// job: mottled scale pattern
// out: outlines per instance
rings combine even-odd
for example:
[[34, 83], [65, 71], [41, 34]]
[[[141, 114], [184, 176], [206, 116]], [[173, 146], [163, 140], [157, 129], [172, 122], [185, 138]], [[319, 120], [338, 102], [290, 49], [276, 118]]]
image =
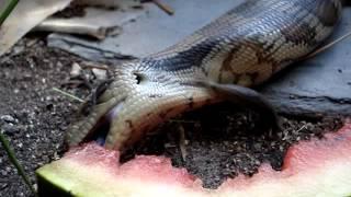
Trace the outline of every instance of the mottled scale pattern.
[[177, 45], [118, 67], [67, 140], [79, 143], [110, 118], [105, 146], [122, 149], [170, 117], [222, 101], [192, 81], [260, 84], [320, 46], [340, 13], [339, 0], [247, 0]]

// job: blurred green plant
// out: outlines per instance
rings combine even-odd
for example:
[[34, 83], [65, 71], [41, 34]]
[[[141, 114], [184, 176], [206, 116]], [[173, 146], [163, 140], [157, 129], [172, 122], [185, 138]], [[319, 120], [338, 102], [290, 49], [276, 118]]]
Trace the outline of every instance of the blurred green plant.
[[9, 140], [4, 137], [3, 130], [1, 130], [1, 129], [0, 129], [0, 142], [2, 143], [2, 147], [3, 147], [4, 151], [7, 152], [9, 159], [10, 159], [10, 162], [15, 166], [15, 169], [18, 170], [19, 174], [21, 175], [21, 177], [23, 178], [25, 184], [30, 187], [31, 192], [35, 196], [37, 196], [35, 188], [33, 187], [29, 176], [25, 174], [23, 166], [20, 164], [19, 160], [15, 158], [15, 153], [12, 150], [12, 148], [10, 147]]
[[0, 10], [0, 26], [4, 22], [4, 20], [10, 15], [12, 10], [19, 3], [20, 0], [10, 0], [8, 3], [4, 3], [4, 9]]

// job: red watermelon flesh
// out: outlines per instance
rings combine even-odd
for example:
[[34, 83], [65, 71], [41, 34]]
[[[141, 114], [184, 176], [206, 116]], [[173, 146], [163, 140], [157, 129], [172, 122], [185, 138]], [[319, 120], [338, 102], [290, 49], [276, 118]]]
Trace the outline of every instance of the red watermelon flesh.
[[322, 139], [291, 147], [282, 171], [264, 164], [252, 177], [228, 178], [218, 189], [203, 188], [200, 179], [163, 157], [139, 155], [124, 164], [117, 163], [118, 157], [116, 151], [88, 143], [36, 173], [49, 183], [44, 190], [57, 187], [84, 197], [351, 196], [351, 123]]

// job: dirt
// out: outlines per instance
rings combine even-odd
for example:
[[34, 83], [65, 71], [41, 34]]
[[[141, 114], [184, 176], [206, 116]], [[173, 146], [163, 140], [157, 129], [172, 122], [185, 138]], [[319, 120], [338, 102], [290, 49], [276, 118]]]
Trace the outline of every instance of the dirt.
[[[60, 158], [64, 135], [79, 102], [53, 91], [61, 89], [84, 97], [97, 83], [70, 83], [72, 63], [84, 63], [73, 55], [46, 47], [42, 38], [24, 38], [0, 58], [0, 127], [19, 161], [35, 185], [34, 171]], [[89, 72], [87, 72], [89, 73]], [[75, 81], [73, 81], [75, 82]], [[83, 85], [86, 84], [86, 85]], [[188, 113], [166, 123], [156, 132], [131, 148], [123, 161], [135, 154], [170, 157], [174, 166], [185, 166], [216, 188], [238, 173], [252, 175], [263, 162], [276, 170], [286, 149], [326, 130], [340, 127], [340, 118], [283, 119], [283, 130], [260, 130], [260, 115], [231, 104], [220, 104]], [[183, 151], [181, 151], [181, 148]], [[31, 196], [3, 149], [0, 149], [0, 196]]]

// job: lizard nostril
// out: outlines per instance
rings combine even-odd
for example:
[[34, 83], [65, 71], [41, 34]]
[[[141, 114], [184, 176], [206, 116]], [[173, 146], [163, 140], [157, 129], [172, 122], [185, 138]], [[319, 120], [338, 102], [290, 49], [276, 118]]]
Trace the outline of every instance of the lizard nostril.
[[136, 84], [140, 84], [146, 79], [146, 77], [141, 73], [134, 72], [133, 74], [135, 76]]

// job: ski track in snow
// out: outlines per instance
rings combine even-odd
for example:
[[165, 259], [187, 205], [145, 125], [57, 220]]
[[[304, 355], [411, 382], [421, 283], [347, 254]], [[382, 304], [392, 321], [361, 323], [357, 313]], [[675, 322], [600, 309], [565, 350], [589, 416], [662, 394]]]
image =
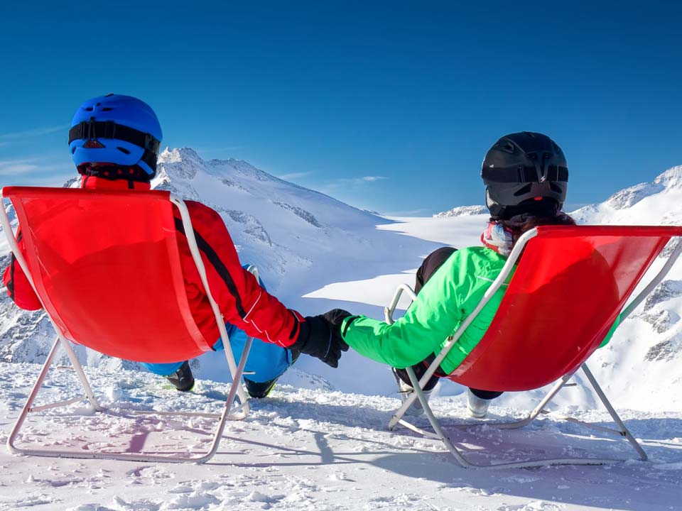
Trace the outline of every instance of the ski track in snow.
[[[39, 366], [0, 363], [0, 370], [6, 382], [0, 388], [4, 443]], [[83, 402], [40, 412], [29, 418], [20, 445], [31, 441], [45, 448], [85, 450], [205, 449], [210, 419], [141, 418], [126, 412], [217, 412], [228, 390], [224, 383], [200, 380], [191, 394], [180, 394], [147, 373], [87, 372], [112, 412], [96, 414]], [[78, 388], [71, 370], [55, 369], [41, 395], [64, 399]], [[387, 431], [398, 405], [397, 398], [278, 385], [271, 397], [253, 402], [245, 420], [228, 423], [218, 453], [205, 465], [16, 456], [3, 449], [0, 510], [680, 509], [682, 414], [624, 411], [627, 425], [644, 441], [649, 461], [486, 472], [459, 468], [440, 442], [404, 429]], [[456, 425], [470, 420], [463, 395], [436, 399], [433, 405], [445, 417], [446, 430], [458, 435], [458, 445], [479, 461], [491, 456], [507, 461], [534, 454], [571, 456], [588, 449], [595, 456], [634, 454], [624, 441], [592, 436], [581, 426], [551, 418], [513, 432], [462, 429]], [[608, 422], [605, 412], [573, 413]], [[492, 419], [519, 414], [491, 407]]]

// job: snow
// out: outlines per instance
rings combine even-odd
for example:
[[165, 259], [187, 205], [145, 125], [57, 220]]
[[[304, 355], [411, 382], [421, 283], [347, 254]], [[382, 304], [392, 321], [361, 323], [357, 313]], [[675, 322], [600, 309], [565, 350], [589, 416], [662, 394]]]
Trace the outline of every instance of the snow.
[[[0, 388], [0, 441], [6, 440], [38, 369], [0, 363], [6, 383]], [[101, 399], [112, 411], [94, 414], [77, 404], [65, 413], [38, 414], [21, 441], [77, 449], [205, 449], [210, 419], [144, 419], [129, 412], [217, 412], [227, 391], [224, 384], [202, 380], [191, 394], [180, 394], [143, 372], [89, 368], [87, 373], [96, 388], [110, 390]], [[78, 390], [75, 375], [65, 370], [53, 371], [47, 385], [50, 399]], [[622, 440], [592, 436], [580, 426], [549, 417], [517, 431], [462, 429], [458, 425], [470, 420], [463, 399], [434, 400], [434, 410], [479, 461], [587, 449], [630, 456]], [[217, 454], [205, 465], [16, 456], [3, 449], [0, 510], [678, 509], [681, 414], [623, 411], [651, 461], [486, 472], [460, 468], [439, 442], [404, 429], [387, 431], [398, 405], [396, 397], [278, 385], [270, 397], [254, 404], [246, 420], [228, 423]], [[600, 424], [608, 419], [603, 412], [563, 411]], [[494, 419], [520, 414], [496, 405], [491, 412]], [[172, 432], [162, 433], [165, 428]], [[11, 490], [19, 487], [20, 492]]]
[[[477, 245], [487, 216], [382, 217], [279, 180], [246, 162], [204, 160], [189, 148], [164, 151], [155, 186], [215, 207], [244, 262], [255, 263], [288, 307], [305, 314], [340, 307], [383, 317], [396, 287], [413, 285], [422, 258], [443, 245]], [[583, 223], [682, 224], [682, 167], [574, 213]], [[13, 214], [11, 208], [11, 214]], [[0, 263], [8, 261], [0, 246]], [[660, 268], [658, 260], [653, 270]], [[680, 509], [682, 487], [682, 264], [590, 359], [626, 425], [649, 455], [646, 462], [494, 472], [465, 470], [443, 446], [400, 429], [386, 430], [399, 406], [390, 370], [350, 351], [337, 370], [301, 357], [271, 397], [229, 422], [205, 465], [146, 464], [16, 456], [0, 449], [0, 510], [526, 510]], [[42, 313], [21, 312], [0, 290], [0, 442], [30, 392], [52, 341]], [[402, 307], [406, 307], [401, 302]], [[78, 348], [98, 397], [36, 414], [21, 442], [78, 449], [190, 451], [210, 442], [207, 419], [151, 419], [134, 410], [212, 412], [229, 390], [221, 353], [193, 361], [192, 393], [164, 387], [135, 364]], [[40, 402], [71, 397], [76, 378], [53, 370]], [[579, 375], [551, 408], [610, 424]], [[542, 390], [508, 392], [491, 419], [519, 418]], [[480, 461], [532, 454], [634, 457], [627, 442], [543, 417], [516, 431], [471, 424], [464, 389], [440, 383], [431, 397], [458, 445]], [[418, 419], [423, 425], [425, 420]], [[169, 429], [169, 432], [163, 432]], [[20, 491], [13, 488], [21, 488]]]

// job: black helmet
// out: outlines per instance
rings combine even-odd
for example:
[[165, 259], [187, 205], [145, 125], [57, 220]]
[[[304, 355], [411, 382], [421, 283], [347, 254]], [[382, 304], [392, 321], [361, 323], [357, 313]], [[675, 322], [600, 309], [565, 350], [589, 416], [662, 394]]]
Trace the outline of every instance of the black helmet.
[[542, 133], [503, 136], [485, 155], [481, 176], [487, 186], [485, 204], [494, 218], [523, 212], [550, 216], [566, 199], [566, 158], [561, 148]]

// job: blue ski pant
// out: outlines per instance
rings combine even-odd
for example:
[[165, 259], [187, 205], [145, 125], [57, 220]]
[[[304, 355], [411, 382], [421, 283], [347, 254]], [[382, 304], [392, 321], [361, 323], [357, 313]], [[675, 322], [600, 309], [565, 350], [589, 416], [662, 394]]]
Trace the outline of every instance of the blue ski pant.
[[[248, 265], [244, 265], [244, 268], [247, 267]], [[265, 285], [260, 279], [259, 279], [259, 283], [263, 289], [265, 289]], [[239, 358], [242, 356], [242, 353], [244, 351], [244, 347], [247, 342], [247, 333], [231, 323], [225, 323], [225, 327], [227, 330], [227, 336], [229, 337], [229, 346], [234, 354], [235, 361], [239, 364]], [[223, 349], [222, 339], [218, 338], [218, 340], [213, 345], [213, 349], [217, 351]], [[160, 376], [168, 376], [178, 370], [184, 363], [184, 361], [168, 363], [142, 362], [140, 365], [154, 374]], [[225, 363], [227, 365], [227, 361], [225, 361]], [[277, 344], [265, 342], [254, 338], [254, 342], [251, 345], [251, 351], [249, 352], [249, 358], [247, 358], [247, 365], [244, 370], [246, 373], [253, 372], [254, 374], [248, 375], [248, 379], [260, 383], [274, 380], [281, 376], [291, 365], [291, 351], [290, 350]]]

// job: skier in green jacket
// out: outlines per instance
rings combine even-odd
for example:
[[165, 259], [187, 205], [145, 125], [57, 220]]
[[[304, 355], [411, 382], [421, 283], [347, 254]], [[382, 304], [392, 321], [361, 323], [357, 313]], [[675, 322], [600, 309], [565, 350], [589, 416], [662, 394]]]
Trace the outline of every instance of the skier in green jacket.
[[[325, 314], [334, 335], [362, 355], [393, 367], [404, 400], [413, 391], [405, 368], [411, 366], [418, 378], [426, 373], [447, 338], [499, 274], [521, 235], [538, 225], [575, 224], [561, 211], [568, 180], [566, 160], [549, 137], [528, 131], [503, 136], [486, 154], [481, 174], [490, 212], [482, 246], [442, 248], [429, 255], [417, 270], [417, 299], [403, 317], [389, 324], [340, 309]], [[483, 337], [499, 307], [503, 287], [458, 340], [427, 383], [425, 394], [433, 389], [438, 375], [452, 373]], [[489, 400], [501, 390], [470, 389], [470, 414], [484, 417]], [[408, 411], [422, 412], [418, 400]]]

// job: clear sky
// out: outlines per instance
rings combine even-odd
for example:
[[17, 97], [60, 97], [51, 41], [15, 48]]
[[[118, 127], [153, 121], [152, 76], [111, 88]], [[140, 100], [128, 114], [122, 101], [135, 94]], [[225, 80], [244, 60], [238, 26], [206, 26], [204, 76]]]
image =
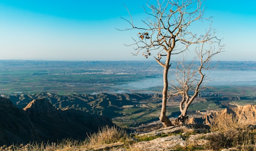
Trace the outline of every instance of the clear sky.
[[[146, 60], [124, 45], [136, 32], [116, 28], [129, 27], [120, 17], [128, 18], [123, 5], [134, 18], [143, 19], [147, 1], [0, 0], [0, 59]], [[226, 45], [214, 59], [256, 61], [256, 0], [203, 4]]]

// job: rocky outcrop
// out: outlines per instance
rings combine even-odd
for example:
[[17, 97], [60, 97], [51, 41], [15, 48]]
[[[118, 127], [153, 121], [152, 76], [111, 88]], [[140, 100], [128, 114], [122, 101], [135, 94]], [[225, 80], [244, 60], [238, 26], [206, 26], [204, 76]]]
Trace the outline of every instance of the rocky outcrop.
[[0, 145], [70, 138], [84, 140], [87, 133], [113, 125], [103, 116], [56, 109], [43, 99], [34, 100], [23, 110], [6, 99], [0, 98]]
[[247, 125], [256, 126], [256, 105], [238, 106], [219, 111], [212, 111], [201, 117], [192, 117], [188, 120], [187, 124], [210, 125], [213, 117], [225, 113], [232, 115], [238, 121], [242, 121]]

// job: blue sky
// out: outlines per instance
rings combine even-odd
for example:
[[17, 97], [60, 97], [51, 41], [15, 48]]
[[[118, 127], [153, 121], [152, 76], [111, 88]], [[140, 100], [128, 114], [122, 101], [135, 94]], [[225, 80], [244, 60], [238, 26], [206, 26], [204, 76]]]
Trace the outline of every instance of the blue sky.
[[[0, 0], [0, 59], [145, 60], [124, 45], [137, 31], [116, 28], [129, 27], [120, 17], [128, 18], [123, 5], [139, 22], [146, 17], [147, 1]], [[213, 17], [212, 27], [226, 45], [214, 59], [256, 61], [256, 1], [203, 4], [205, 17]]]

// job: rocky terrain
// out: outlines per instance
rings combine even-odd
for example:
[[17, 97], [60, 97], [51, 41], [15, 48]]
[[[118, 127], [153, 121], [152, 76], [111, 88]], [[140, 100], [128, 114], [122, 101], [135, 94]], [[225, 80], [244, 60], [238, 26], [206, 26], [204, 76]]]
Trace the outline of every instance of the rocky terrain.
[[44, 99], [33, 100], [23, 109], [0, 98], [0, 145], [30, 142], [84, 140], [87, 133], [113, 126], [111, 120], [73, 109], [57, 109]]

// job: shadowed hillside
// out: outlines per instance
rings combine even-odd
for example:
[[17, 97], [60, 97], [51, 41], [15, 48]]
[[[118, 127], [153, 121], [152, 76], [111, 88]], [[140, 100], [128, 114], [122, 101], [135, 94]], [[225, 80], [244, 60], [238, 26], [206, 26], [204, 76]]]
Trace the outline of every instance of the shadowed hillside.
[[88, 133], [113, 126], [104, 117], [73, 109], [57, 109], [44, 99], [34, 100], [23, 109], [0, 98], [0, 145], [72, 138], [84, 140]]
[[108, 117], [122, 116], [117, 112], [123, 106], [136, 105], [142, 101], [152, 100], [152, 95], [147, 94], [73, 94], [60, 95], [49, 92], [34, 94], [2, 95], [9, 99], [18, 108], [23, 109], [34, 99], [44, 98], [56, 109], [64, 110], [73, 109], [95, 115], [103, 115]]

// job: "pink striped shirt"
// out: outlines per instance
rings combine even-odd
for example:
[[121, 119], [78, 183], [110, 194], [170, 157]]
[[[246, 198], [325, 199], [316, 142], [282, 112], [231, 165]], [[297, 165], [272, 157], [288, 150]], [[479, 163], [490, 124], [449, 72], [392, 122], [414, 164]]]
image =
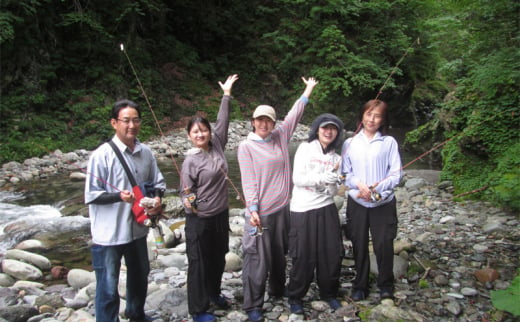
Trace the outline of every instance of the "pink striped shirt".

※ ※ ※

Exercise brief:
Write out the lines unchanged, from the one containing "job: red watermelon flesh" through the one containing "Trace the outline of every instance of the red", with both of those lines included.

Response:
// job: red watermelon flesh
// out: outlines per instance
rings combine even-odd
for example:
[[34, 83], [65, 71], [41, 34]]
[[[141, 114], [184, 176], [206, 116]], [[173, 146], [163, 140], [157, 129], [172, 122], [185, 138]], [[319, 120], [338, 102], [290, 49], [276, 118]]]
Trace the outline of every instance of the red watermelon flesh.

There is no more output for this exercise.